## Directions
In the text on the BlockFi bankruptcy, how were BlockFi Interest Account customers treated in the Chapter 11 case?

BlockFi Bankruptcy
November 2022 — crypto lender files Chapter 11 ten days after FTX collapse; cascade culmination of the 2022 lender failures.
BlockFi was a US-domiciled crypto lender founded in 2017 by Zac Prince and Flori Marquez. At peak, BlockFi managed approximately $10B in client assets and offered crypto-collateralised loans, interest-bearing accounts, and a Bitcoin-rewards credit card. BlockFi was widely regarded as one of the more conservatively-operated crypto lenders, having entered into a $100M SEC settlement in February 2022 over its BlockFi Interest Account program (one of the first US enforcement actions establishing securities classification of crypto-yield products).
BlockFi's collapse came in two stages. First, the 3AC default in June 2022 caused ~$80M of losses (BlockFi liquidated 3AC's posted collateral but recovered less than the loan value). FTX's Alameda Research subsequently provided BlockFi with a $400M credit facility in June 2022 to support operations through the post-3AC stress. When FTX itself collapsed in November 2022, the Alameda credit facility and BlockFi's $355M in FTX-held assets both became unrecoverable, eliminating BlockFi's liquidity buffer and triggering the November 28 Chapter 11 filing.
BlockFi's bankruptcy represented the culmination of the 2022 crypto-lender cascade. The estate's wind-down has continued through 2024-2026 with phased distributions to creditors. The case is also notable for establishing several legal precedents around crypto-platform Chapter 11 treatment, including the distinction between BlockFi Interest Account customers (treated as unsecured creditors) and BlockFi Wallet customers (treated as having property interests in identifiable crypto).
Timeline
- 2017BlockFi founded in New Jersey by Zac Prince and Flori Marquez.
- 2019Launch of BlockFi Interest Accounts; rapid growth in customer deposits.
- 2022-02-14BlockFi settles SEC action for $100M; agrees BlockFi Interest Accounts were unregistered securities; pauses BIA for US persons pending registration.
- 2022-06-16Three Arrows Capital defaults; BlockFi liquidates posted collateral; losses estimated ~$80M.
- 2022-06-21BlockFi announces $400M credit facility from FTX / Alameda Research, plus option for FTX to acquire BlockFi.
- 2022-11-08FTX freezes withdrawals; BlockFi's $355M of assets at FTX become unrecoverable.
- 2022-11-10BlockFi suspends withdrawals; publicly states 'significant exposure' to FTX.

## Collected material
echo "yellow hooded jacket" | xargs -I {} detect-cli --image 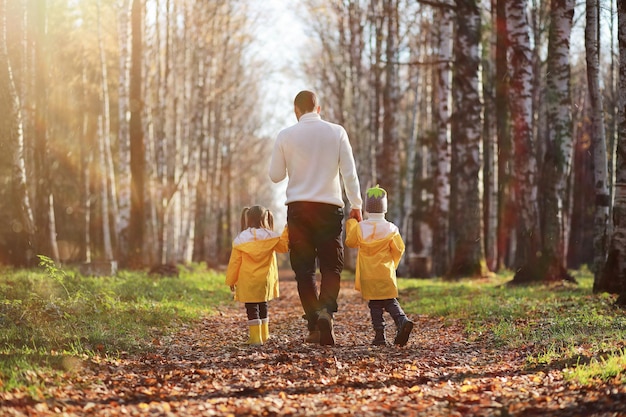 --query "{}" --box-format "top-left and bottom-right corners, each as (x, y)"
(226, 227), (289, 303)
(346, 218), (404, 300)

## Completed exercise
They were treated as unsecured creditors.